*TASK BRIEF*.
Quote all of the entries word for word.

(Records from a point labeling set)
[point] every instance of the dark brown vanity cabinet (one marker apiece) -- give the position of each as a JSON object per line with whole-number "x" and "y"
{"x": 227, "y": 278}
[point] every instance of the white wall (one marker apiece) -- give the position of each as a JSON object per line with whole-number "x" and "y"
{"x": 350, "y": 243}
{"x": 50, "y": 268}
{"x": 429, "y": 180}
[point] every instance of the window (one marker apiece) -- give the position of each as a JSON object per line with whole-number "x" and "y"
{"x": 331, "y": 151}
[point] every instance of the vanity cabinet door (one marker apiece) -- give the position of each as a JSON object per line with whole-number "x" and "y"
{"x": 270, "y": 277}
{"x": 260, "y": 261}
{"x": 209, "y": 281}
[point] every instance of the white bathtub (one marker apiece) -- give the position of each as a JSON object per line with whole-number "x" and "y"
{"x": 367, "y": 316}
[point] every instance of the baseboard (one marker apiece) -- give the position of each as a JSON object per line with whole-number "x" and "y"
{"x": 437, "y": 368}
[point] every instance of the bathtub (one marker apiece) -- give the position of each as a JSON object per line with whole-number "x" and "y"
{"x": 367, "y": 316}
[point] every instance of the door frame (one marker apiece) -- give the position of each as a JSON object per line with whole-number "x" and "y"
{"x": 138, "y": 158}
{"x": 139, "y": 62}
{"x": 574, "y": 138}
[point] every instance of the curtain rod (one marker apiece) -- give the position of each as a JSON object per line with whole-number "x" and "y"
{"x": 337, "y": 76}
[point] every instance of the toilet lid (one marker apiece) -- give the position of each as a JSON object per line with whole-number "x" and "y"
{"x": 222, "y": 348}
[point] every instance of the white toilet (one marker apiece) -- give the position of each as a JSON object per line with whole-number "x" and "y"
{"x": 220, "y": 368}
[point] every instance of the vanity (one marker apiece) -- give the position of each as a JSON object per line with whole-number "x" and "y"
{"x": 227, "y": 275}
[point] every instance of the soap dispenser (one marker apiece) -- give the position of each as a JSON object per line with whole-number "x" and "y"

*THE REPLY*.
[point] every instance of the dark brown vanity cabinet (one marker apiece) -- give the position of each as a JSON object per line with whole-number "x" and "y"
{"x": 227, "y": 278}
[point] every instance of the white wall (one marker apiece) -- give the position of each as a JSON object per line with whole-number "x" and "y"
{"x": 350, "y": 243}
{"x": 50, "y": 268}
{"x": 429, "y": 180}
[point] every instance of the window (one marker apiece) -- give the position of each as a JSON object per line with whole-number "x" and "y"
{"x": 331, "y": 151}
[point] every instance of the vanity cabinet door (one marker apiece) -- give the position of each as a JSON object per line with whole-number "x" and "y"
{"x": 270, "y": 277}
{"x": 260, "y": 261}
{"x": 209, "y": 281}
[point] every instance of the white bathtub (one marker apiece) -- give the position of each as a JSON object per line with whole-number "x" and "y"
{"x": 367, "y": 316}
[point] every instance of the baseboard (one marker apiece) -- give the position of each as a JSON object per line with whole-number "x" and "y"
{"x": 437, "y": 368}
[point] every instance of the bathtub (one marker apiece) -- give the position of each as a JSON object per line with whole-number "x" and "y"
{"x": 367, "y": 316}
[point] every instance of the door frame (one marker apiece) -- give the position of each as a JSON object per line with whole-number "x" and "y"
{"x": 138, "y": 158}
{"x": 139, "y": 62}
{"x": 574, "y": 138}
[point] every instance of the curtain rod (one marker apiece) -- give the position of each as a JSON object per line with whole-number "x" and "y"
{"x": 337, "y": 76}
[point] every instance of the toilet lid (one marker apiece) -- give the position of each as a JSON object per line with whole-number "x" and "y"
{"x": 222, "y": 348}
[point] every instance of the white toilet (one marker apiece) -- give the position of each as a JSON object per line with whole-number "x" and "y"
{"x": 220, "y": 368}
[point] every instance of the vanity (one marker apiece) -- give the position of each as a JSON object per line with whole-number "x" and "y"
{"x": 227, "y": 275}
[point] every instance of the soap dispenser (one marker apiece) -- give the position of each as a JSON object per line with whole-number "x" and "y"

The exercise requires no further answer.